--- RECORDS SHOWN ---

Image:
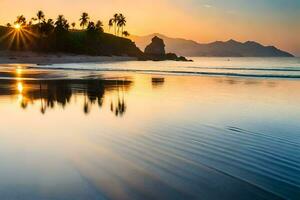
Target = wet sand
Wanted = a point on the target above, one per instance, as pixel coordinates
(111, 135)
(41, 59)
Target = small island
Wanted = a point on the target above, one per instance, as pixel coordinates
(59, 38)
(156, 51)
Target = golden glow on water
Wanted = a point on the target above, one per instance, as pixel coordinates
(106, 130)
(19, 71)
(18, 27)
(20, 87)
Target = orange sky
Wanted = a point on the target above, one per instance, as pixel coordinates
(270, 22)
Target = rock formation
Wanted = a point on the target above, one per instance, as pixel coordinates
(157, 47)
(156, 52)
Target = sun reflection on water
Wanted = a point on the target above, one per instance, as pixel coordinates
(20, 87)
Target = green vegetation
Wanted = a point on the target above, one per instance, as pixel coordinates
(47, 35)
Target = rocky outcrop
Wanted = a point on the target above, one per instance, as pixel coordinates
(156, 52)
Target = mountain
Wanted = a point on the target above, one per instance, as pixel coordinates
(229, 48)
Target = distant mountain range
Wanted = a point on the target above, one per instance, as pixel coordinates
(229, 48)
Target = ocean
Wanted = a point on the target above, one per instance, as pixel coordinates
(215, 128)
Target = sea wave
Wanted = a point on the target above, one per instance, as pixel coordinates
(221, 71)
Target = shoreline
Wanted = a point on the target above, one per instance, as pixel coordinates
(7, 57)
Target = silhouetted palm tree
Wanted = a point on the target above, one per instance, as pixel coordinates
(125, 33)
(110, 23)
(84, 20)
(61, 23)
(91, 26)
(73, 25)
(121, 22)
(99, 26)
(21, 20)
(40, 16)
(47, 26)
(115, 20)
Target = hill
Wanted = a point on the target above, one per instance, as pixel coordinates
(229, 48)
(68, 41)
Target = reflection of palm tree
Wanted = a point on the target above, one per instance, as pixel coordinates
(84, 19)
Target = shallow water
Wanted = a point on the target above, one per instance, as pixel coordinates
(234, 67)
(121, 135)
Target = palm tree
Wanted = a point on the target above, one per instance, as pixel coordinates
(115, 20)
(125, 33)
(99, 26)
(61, 23)
(110, 23)
(73, 25)
(121, 22)
(33, 19)
(91, 26)
(84, 19)
(40, 16)
(21, 20)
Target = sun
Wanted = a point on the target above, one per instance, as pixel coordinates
(17, 26)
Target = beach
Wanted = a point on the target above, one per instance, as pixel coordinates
(11, 57)
(117, 133)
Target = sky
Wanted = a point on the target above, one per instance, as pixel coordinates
(270, 22)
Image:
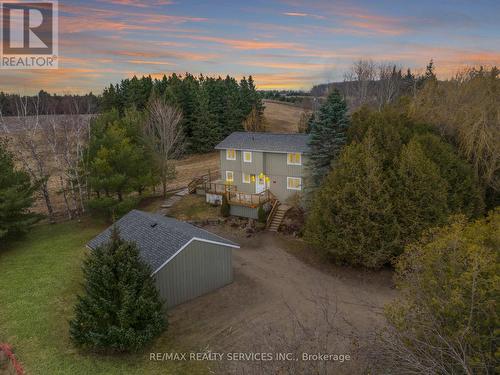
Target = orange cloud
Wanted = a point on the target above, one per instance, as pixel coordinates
(247, 44)
(298, 14)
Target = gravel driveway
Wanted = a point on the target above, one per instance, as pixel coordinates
(279, 303)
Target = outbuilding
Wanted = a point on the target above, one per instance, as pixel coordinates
(186, 261)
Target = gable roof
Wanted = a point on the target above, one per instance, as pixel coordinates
(270, 142)
(158, 238)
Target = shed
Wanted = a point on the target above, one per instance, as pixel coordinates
(186, 261)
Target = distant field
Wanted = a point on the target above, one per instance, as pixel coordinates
(282, 118)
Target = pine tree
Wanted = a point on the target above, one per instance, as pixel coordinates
(422, 193)
(352, 217)
(16, 197)
(120, 309)
(327, 136)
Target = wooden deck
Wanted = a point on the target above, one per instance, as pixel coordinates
(249, 200)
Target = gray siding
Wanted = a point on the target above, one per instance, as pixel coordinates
(243, 211)
(198, 269)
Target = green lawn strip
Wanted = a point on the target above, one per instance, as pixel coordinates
(194, 207)
(40, 276)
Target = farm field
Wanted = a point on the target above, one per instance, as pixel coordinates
(281, 118)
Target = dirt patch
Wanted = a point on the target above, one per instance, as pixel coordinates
(273, 288)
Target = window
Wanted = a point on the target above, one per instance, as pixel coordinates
(230, 154)
(230, 176)
(294, 158)
(247, 156)
(294, 183)
(245, 178)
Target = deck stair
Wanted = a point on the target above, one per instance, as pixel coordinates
(276, 216)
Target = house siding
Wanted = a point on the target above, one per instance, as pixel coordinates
(198, 269)
(273, 165)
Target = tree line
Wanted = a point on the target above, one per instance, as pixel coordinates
(52, 104)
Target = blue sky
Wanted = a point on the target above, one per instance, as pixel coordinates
(290, 44)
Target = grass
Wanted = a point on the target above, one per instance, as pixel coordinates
(194, 207)
(40, 278)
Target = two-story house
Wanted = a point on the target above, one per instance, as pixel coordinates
(256, 166)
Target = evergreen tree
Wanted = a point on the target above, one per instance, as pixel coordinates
(421, 192)
(352, 217)
(120, 309)
(205, 130)
(16, 197)
(117, 159)
(464, 192)
(445, 317)
(327, 136)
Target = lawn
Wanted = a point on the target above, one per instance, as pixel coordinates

---

- GOAL OF THE EXERCISE
Return exactly the lines from the one containing "Target = farm field" through the last line of the records above, both included, and nothing else.

- RESULT OF THE TASK
Target = farm field
Wanted = a point on the target above, one per instance, as pixel coordinates
(281, 118)
Target = dirt patch
Wanted = a point on the target above, one per instance, as pixel coordinates
(273, 288)
Target = window
Wanted = a point on the target above, one per instance, as pixel coordinates
(230, 154)
(230, 176)
(294, 158)
(247, 156)
(294, 183)
(245, 178)
Target = deck stair
Wanted = a point on the target above, one per instance, as pixel coordinates
(276, 216)
Target = house siding
Wanted = a point on the target above, one per instance, as pixel coordinates
(198, 269)
(273, 165)
Target = tree line
Wanted = a point on the target above, one per instance, as pixel coordinates
(52, 104)
Target = blue sky
Wanted = a point on the target above, one per instance, as pixel coordinates
(290, 44)
Target = grass
Wanted = a point on the target above, one per instance, as pixel coordinates
(194, 207)
(40, 278)
Target = two-story house
Wanted = a point on the target above, one per instance, as pixel coordinates
(256, 166)
Target = evergreen tree
Wanted = a point on the target above, one per instance, as pixel coordinates
(421, 192)
(352, 217)
(120, 309)
(205, 130)
(16, 197)
(117, 159)
(464, 192)
(445, 317)
(327, 136)
Target = lawn
Wanted = a point on the target above, one per instance, as pixel coordinates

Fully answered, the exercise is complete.